Count the lines below that contain "bumper", treating uppercase and lowercase as different, and reply with the number alone.
*-*-*
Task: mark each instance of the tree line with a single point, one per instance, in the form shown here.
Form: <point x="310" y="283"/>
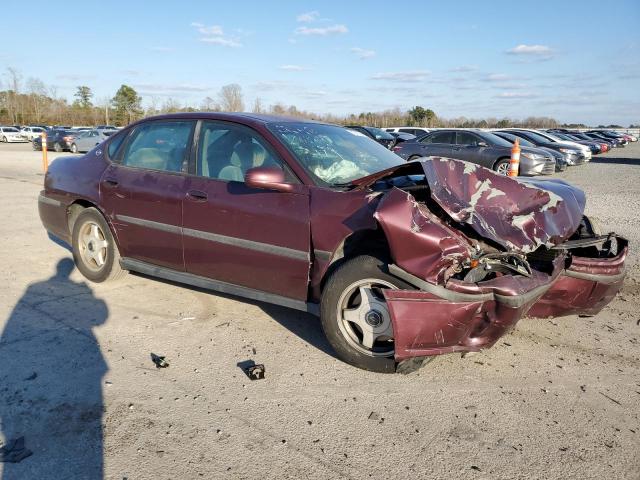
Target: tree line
<point x="31" y="102"/>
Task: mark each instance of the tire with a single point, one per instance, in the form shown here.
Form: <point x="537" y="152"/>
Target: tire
<point x="346" y="337"/>
<point x="502" y="166"/>
<point x="97" y="261"/>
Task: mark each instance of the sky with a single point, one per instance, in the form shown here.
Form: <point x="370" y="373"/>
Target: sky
<point x="576" y="61"/>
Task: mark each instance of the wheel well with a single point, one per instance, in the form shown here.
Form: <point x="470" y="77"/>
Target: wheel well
<point x="363" y="242"/>
<point x="499" y="160"/>
<point x="76" y="209"/>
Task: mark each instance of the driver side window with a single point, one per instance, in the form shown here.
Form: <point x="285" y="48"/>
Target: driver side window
<point x="227" y="151"/>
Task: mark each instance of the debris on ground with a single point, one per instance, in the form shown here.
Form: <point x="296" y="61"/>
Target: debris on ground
<point x="14" y="451"/>
<point x="159" y="361"/>
<point x="253" y="370"/>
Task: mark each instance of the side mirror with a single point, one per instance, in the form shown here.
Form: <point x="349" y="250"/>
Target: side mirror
<point x="271" y="178"/>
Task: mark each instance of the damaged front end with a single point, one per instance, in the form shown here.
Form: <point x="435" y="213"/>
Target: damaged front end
<point x="484" y="250"/>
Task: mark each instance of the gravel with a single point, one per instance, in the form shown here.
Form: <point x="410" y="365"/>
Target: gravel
<point x="555" y="398"/>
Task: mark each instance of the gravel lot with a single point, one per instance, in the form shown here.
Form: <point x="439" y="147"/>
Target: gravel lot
<point x="554" y="399"/>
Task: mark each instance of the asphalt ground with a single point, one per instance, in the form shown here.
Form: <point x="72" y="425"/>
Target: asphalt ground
<point x="555" y="398"/>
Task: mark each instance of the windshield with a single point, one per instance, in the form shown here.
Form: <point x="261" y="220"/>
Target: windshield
<point x="334" y="155"/>
<point x="494" y="139"/>
<point x="512" y="138"/>
<point x="379" y="134"/>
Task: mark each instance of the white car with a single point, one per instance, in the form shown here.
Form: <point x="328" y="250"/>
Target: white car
<point x="29" y="133"/>
<point x="10" y="134"/>
<point x="417" y="131"/>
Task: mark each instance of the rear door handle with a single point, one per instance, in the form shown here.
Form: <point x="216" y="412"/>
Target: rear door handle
<point x="197" y="196"/>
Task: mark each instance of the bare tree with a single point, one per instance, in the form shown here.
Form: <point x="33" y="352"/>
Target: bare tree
<point x="257" y="106"/>
<point x="231" y="98"/>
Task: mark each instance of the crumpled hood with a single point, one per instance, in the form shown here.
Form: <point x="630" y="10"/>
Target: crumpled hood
<point x="520" y="215"/>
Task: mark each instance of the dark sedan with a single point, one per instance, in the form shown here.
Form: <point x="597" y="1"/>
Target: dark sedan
<point x="479" y="147"/>
<point x="561" y="163"/>
<point x="572" y="155"/>
<point x="401" y="260"/>
<point x="57" y="140"/>
<point x="383" y="138"/>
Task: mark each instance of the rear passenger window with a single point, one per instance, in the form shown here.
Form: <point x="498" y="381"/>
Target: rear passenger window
<point x="440" y="137"/>
<point x="159" y="146"/>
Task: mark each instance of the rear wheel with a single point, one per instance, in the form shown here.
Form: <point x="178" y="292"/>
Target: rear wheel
<point x="502" y="166"/>
<point x="354" y="313"/>
<point x="94" y="249"/>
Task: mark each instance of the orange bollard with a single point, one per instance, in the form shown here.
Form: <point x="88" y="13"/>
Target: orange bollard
<point x="514" y="162"/>
<point x="45" y="162"/>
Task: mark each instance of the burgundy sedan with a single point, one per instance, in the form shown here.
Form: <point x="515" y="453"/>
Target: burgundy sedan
<point x="401" y="261"/>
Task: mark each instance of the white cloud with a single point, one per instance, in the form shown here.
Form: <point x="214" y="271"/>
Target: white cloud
<point x="214" y="35"/>
<point x="515" y="95"/>
<point x="464" y="69"/>
<point x="293" y="68"/>
<point x="204" y="30"/>
<point x="225" y="42"/>
<point x="411" y="76"/>
<point x="539" y="50"/>
<point x="322" y="31"/>
<point x="363" y="53"/>
<point x="308" y="17"/>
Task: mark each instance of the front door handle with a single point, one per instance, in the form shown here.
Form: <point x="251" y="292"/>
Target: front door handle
<point x="197" y="196"/>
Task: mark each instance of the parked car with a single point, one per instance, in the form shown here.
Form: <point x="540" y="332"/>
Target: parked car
<point x="479" y="147"/>
<point x="10" y="135"/>
<point x="561" y="162"/>
<point x="583" y="148"/>
<point x="402" y="137"/>
<point x="383" y="138"/>
<point x="594" y="146"/>
<point x="401" y="260"/>
<point x="615" y="135"/>
<point x="572" y="155"/>
<point x="615" y="142"/>
<point x="57" y="140"/>
<point x="417" y="131"/>
<point x="29" y="133"/>
<point x="88" y="139"/>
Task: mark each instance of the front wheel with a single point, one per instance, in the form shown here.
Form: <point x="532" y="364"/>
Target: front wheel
<point x="502" y="167"/>
<point x="354" y="314"/>
<point x="94" y="249"/>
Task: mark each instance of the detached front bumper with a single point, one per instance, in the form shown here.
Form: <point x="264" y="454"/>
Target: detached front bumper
<point x="463" y="317"/>
<point x="468" y="317"/>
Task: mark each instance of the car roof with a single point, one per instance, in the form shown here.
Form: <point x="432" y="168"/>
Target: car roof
<point x="233" y="116"/>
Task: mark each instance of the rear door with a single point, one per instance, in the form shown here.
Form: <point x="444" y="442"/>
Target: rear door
<point x="439" y="144"/>
<point x="248" y="237"/>
<point x="142" y="192"/>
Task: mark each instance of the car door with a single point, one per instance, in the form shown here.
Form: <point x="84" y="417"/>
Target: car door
<point x="253" y="238"/>
<point x="438" y="144"/>
<point x="142" y="191"/>
<point x="466" y="148"/>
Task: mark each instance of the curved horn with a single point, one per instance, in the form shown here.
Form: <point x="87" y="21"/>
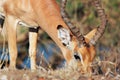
*-*-*
Written reply:
2